Copy every line from the material below that holds "outline".

■ ■ ■ ■

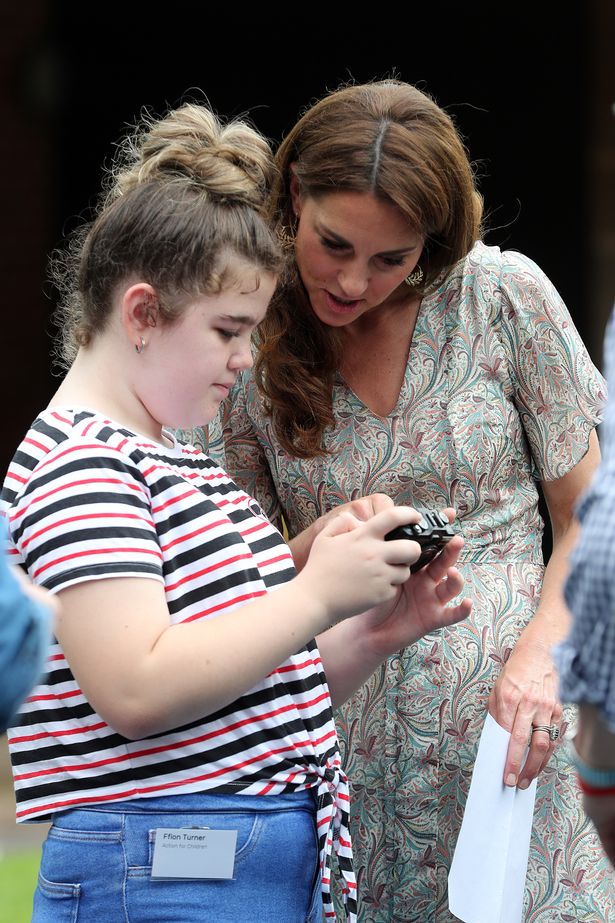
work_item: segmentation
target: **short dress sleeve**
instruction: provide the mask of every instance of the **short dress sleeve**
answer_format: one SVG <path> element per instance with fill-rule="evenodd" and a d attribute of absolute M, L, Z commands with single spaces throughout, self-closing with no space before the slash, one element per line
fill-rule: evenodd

■ ■ ■ ■

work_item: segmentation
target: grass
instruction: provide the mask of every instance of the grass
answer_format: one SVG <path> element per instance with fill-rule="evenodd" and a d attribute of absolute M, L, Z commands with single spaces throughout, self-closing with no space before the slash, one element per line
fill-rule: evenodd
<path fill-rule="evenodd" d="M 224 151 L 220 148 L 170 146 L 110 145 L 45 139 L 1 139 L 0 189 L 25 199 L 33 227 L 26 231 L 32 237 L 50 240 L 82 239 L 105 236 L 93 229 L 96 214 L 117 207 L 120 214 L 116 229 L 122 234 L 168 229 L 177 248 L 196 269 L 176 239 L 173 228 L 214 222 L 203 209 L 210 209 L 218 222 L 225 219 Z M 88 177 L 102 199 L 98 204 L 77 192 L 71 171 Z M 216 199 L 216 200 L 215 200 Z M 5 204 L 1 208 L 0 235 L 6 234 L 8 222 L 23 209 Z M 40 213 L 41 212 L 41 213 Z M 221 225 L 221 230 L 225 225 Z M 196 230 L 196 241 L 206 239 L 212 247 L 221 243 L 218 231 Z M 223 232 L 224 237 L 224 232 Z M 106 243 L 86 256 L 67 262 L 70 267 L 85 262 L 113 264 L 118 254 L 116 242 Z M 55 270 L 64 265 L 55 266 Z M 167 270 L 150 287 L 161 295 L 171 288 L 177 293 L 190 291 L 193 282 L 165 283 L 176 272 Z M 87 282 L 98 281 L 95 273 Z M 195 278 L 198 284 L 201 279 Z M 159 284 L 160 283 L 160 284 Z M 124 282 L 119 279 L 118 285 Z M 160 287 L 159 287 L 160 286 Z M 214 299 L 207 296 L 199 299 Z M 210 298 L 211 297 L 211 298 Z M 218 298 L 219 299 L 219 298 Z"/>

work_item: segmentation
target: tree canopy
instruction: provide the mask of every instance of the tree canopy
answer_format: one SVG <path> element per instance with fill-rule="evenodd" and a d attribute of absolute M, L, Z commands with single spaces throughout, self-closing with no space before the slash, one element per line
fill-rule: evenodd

■ ■ ■ ■

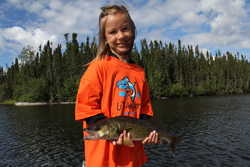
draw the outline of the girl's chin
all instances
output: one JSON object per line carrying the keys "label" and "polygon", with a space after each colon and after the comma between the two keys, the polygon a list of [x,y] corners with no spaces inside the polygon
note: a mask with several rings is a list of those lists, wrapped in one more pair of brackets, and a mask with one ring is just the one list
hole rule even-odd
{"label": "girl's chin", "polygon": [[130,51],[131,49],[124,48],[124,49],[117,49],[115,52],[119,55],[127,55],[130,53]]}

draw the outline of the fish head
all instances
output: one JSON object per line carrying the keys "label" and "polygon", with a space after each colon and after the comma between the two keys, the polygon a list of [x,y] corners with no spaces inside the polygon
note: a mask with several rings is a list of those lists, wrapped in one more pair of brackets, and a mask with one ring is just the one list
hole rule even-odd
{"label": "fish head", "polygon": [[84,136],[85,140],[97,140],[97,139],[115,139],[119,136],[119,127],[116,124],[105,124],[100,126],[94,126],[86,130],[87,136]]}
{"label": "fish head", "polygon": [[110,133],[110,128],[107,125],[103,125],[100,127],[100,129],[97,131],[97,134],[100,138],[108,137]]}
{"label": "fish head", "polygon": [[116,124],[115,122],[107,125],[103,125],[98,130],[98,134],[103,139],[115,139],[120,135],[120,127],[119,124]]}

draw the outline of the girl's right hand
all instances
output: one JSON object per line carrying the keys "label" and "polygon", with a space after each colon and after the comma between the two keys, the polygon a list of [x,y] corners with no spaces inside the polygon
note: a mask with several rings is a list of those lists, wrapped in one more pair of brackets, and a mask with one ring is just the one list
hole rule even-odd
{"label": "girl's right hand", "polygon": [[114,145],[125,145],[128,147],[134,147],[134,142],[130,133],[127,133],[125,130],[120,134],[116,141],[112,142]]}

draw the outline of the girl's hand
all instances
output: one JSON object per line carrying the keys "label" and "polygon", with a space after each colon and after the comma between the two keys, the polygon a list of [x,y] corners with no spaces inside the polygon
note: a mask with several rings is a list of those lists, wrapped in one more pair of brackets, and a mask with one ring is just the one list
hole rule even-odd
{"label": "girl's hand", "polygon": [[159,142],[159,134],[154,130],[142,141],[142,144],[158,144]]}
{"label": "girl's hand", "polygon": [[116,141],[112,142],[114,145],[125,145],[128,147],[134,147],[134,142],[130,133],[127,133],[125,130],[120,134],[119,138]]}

■ ■ ■ ■

Response box:
draw the outline of the girl's chin
draw the outline of the fish head
draw the outline of the girl's right hand
draw the outline of the girl's hand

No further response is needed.